TO DO -> Look through the records and copy each line that has "suit" in it.

[INPUT DATA — start]

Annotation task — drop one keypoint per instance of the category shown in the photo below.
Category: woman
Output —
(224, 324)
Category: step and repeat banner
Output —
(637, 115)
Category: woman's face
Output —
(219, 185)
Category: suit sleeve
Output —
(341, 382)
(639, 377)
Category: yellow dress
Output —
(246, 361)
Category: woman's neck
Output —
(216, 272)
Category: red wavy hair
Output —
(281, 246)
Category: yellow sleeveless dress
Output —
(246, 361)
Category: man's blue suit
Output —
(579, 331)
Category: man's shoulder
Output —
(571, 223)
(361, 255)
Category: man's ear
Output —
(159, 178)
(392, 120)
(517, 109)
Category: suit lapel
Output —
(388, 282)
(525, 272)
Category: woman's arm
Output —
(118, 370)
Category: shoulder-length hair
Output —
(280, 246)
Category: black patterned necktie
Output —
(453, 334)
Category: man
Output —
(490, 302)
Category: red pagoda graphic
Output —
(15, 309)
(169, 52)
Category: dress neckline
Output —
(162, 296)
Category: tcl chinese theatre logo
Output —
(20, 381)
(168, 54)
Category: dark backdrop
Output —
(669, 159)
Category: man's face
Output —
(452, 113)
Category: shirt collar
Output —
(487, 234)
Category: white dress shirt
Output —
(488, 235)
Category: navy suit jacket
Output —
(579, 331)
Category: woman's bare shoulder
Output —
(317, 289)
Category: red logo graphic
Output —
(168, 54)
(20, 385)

[INPUT DATA — finish]
[INPUT DATA — start]

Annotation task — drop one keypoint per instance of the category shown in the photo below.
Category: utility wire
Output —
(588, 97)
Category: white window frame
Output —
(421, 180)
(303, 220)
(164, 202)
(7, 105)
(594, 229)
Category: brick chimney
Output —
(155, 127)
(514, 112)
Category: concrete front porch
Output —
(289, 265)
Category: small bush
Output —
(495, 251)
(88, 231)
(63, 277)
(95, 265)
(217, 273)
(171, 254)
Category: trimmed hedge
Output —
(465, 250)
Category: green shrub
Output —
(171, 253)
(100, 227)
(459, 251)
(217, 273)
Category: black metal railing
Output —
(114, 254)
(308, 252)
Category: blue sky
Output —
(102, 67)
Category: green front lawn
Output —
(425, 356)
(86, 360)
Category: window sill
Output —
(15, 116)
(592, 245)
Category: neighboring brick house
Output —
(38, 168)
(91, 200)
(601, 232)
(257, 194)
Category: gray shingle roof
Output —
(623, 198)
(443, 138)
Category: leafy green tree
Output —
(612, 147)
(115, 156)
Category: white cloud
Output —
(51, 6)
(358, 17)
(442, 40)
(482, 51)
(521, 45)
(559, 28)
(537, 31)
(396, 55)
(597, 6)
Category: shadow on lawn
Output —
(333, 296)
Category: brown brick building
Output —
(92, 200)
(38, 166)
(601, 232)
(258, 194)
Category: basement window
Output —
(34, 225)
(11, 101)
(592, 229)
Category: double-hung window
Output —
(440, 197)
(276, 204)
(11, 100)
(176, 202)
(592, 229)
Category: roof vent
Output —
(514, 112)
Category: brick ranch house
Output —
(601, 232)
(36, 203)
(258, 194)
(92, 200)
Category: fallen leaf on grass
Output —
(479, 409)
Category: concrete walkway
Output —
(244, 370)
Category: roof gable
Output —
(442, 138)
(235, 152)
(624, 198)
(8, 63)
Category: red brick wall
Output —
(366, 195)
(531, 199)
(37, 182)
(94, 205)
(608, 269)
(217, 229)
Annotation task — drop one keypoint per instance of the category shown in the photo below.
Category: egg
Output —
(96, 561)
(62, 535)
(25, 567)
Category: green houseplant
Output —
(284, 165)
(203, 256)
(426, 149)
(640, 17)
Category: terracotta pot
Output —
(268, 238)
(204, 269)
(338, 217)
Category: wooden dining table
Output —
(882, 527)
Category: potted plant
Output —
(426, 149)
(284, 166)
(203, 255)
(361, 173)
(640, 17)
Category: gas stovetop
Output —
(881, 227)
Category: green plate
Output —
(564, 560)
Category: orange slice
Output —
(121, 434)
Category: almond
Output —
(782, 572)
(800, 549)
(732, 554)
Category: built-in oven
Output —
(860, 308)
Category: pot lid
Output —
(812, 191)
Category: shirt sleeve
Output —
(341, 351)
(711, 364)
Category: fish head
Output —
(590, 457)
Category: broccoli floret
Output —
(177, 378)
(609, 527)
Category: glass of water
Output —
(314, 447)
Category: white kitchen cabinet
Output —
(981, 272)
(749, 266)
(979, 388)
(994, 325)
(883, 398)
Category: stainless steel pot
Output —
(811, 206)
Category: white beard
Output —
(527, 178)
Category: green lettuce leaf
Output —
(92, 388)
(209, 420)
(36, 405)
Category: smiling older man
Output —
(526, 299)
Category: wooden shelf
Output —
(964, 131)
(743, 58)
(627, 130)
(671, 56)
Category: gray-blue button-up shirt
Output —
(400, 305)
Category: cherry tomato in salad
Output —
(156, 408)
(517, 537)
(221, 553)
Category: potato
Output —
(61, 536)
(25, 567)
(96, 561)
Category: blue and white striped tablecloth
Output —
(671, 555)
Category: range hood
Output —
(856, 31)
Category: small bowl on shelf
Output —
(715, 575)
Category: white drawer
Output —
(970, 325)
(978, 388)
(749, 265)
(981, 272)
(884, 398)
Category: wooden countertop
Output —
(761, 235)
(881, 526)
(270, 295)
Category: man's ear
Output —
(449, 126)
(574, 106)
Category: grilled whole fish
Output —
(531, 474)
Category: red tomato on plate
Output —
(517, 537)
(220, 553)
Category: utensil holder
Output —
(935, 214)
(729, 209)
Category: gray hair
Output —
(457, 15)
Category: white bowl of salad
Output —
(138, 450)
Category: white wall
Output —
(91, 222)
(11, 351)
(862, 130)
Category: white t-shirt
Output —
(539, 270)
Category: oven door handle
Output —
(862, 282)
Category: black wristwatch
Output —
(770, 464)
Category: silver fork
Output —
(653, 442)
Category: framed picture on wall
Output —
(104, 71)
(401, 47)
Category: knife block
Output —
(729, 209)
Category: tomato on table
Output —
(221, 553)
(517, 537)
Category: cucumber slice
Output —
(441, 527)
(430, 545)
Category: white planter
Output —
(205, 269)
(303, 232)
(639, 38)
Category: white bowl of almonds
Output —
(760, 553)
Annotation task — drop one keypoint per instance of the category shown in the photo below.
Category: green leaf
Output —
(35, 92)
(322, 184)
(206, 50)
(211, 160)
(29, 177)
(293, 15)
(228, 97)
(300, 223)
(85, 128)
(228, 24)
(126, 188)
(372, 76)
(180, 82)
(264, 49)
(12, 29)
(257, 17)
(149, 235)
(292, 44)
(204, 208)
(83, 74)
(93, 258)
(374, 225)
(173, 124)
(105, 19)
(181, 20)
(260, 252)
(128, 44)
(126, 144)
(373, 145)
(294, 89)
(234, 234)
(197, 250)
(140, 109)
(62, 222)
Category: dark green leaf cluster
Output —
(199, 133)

[INPUT DATA — finish]

SOLUTION TO THE EXERCISE ->
Category: suit sleeve
Category: man's blue suit
Category: suit lapel
Category: navy suit jacket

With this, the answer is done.